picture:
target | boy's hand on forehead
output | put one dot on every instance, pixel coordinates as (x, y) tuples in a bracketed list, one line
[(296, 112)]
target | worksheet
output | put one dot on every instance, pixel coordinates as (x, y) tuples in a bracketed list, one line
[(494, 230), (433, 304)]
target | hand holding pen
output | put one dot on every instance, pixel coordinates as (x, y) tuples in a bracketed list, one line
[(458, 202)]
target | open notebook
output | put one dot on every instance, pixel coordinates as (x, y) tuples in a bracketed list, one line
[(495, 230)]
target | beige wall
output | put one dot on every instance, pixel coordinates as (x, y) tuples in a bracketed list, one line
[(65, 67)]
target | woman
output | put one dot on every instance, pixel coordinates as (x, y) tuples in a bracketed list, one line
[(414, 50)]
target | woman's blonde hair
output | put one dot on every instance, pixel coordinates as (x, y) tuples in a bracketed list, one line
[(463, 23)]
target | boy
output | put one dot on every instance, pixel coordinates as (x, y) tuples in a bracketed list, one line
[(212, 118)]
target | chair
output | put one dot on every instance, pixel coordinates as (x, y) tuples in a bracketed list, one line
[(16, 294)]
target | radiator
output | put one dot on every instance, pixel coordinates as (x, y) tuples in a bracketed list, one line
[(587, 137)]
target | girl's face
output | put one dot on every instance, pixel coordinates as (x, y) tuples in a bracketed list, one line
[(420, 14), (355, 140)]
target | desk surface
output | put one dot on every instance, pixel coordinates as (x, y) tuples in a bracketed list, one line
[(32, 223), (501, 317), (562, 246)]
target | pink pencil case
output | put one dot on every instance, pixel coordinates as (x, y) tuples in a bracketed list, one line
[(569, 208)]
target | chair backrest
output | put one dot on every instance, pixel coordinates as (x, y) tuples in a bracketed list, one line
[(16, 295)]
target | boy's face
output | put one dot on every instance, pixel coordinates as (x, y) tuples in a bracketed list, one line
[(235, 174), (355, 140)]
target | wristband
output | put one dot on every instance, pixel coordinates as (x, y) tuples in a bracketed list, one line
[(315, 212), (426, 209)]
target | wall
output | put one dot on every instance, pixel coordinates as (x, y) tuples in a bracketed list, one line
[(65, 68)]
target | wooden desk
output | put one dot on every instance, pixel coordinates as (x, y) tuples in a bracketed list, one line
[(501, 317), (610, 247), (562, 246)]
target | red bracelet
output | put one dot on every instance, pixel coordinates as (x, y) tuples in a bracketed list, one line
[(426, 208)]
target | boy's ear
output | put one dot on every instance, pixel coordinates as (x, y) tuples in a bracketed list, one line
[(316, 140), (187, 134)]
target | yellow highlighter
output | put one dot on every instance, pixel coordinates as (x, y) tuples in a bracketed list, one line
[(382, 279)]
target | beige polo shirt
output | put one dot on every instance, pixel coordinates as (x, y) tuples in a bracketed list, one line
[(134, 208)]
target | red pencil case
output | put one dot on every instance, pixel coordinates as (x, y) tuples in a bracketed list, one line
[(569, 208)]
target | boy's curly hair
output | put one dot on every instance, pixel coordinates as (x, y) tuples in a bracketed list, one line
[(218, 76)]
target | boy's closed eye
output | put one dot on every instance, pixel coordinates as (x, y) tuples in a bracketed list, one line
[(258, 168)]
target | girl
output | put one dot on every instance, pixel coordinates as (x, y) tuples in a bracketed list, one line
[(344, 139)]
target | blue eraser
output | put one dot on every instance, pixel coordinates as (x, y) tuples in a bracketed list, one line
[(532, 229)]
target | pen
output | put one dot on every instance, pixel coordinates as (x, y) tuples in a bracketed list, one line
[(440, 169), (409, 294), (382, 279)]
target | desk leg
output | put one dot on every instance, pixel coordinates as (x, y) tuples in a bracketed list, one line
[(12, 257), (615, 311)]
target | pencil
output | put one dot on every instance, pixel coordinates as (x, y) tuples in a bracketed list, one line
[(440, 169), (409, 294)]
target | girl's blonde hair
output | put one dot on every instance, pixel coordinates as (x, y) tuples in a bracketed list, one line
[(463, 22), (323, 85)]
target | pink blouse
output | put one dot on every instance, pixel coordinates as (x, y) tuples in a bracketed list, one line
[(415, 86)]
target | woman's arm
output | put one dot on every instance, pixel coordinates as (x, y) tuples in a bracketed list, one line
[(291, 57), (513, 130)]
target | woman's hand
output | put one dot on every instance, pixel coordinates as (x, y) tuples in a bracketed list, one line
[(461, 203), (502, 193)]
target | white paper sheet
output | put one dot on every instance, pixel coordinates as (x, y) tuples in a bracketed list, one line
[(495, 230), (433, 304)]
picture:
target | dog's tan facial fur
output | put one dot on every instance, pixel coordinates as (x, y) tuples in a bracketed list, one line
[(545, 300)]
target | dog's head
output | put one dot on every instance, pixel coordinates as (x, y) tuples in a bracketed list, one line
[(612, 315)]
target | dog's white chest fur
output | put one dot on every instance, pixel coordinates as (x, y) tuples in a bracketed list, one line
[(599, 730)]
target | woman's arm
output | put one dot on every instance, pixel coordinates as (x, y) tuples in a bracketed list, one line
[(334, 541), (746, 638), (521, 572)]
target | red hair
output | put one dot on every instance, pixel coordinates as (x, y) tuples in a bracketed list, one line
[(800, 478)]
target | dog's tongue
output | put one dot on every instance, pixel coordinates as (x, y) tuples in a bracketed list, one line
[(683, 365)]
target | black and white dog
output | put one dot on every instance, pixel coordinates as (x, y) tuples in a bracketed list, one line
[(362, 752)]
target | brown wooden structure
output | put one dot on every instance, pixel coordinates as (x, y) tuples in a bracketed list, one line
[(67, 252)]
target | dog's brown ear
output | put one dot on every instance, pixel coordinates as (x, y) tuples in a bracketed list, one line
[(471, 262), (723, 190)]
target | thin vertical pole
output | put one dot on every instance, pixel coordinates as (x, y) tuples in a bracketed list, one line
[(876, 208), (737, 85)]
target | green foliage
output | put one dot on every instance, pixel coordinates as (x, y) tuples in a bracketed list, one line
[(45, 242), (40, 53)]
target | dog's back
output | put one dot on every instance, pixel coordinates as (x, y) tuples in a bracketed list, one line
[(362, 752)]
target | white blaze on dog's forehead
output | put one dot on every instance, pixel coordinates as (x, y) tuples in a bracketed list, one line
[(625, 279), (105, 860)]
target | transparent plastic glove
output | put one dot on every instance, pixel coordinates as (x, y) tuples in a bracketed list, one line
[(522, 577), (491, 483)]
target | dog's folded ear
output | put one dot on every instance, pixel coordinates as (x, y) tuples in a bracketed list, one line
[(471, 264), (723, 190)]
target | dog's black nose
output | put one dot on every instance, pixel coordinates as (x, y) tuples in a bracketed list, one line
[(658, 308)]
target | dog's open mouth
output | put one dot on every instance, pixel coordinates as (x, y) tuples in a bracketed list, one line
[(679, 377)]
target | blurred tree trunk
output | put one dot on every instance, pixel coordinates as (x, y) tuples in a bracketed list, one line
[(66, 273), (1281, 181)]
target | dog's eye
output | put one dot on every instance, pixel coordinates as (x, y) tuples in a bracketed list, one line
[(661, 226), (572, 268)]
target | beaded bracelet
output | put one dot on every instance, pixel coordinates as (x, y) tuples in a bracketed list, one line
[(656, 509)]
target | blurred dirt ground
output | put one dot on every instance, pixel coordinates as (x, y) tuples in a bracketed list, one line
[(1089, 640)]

--- --- ---

Work to complete: Could you copy out, word for word, the stretch of entries from the line containing "target | red pencil case" through the line containing "[(415, 86)]", including both of those lines?

Task solution:
target | red pencil case
output | put one dot on every instance, pixel coordinates as (x, y) tuples in a bracketed list, one line
[(569, 208)]
target | boy's curly hair
output | put one dot on every instance, pixel coordinates as (x, y) tuples in a bracketed list, one line
[(218, 76)]
target | boy's closed eye
output | put one dot on every instance, pixel coordinates as (x, y) tuples in a bracketed list, one line
[(258, 168)]
target | girl
output | put one dot on every instance, pixel coordinates as (x, y) tuples in a bracketed list, one line
[(344, 139)]
target | blue eraser
output | put one dot on every instance, pixel coordinates as (x, y) tuples in a bracketed list, one line
[(532, 229)]
target | pen
output | put one dot on every instance, pixel coordinates as (x, y) tuples in a bracketed list, one line
[(440, 169), (409, 294), (382, 279)]
target | desk leg
output | put one dot on every instance, pixel coordinates as (x, y) tuples in a bracketed list, one line
[(12, 257), (615, 311)]
target | pencil
output | put one dot on every instance, pixel coordinates as (x, y) tuples in a bracketed list, one line
[(440, 169), (409, 294)]
target | girl's blonde hair
output | put one dot on every instance, pixel coordinates as (x, y) tuples in a bracketed list, one line
[(463, 22), (323, 85)]
target | pink blouse
output | put one dot on every instance, pixel coordinates as (x, y) tuples in a bracketed list, one line
[(415, 86)]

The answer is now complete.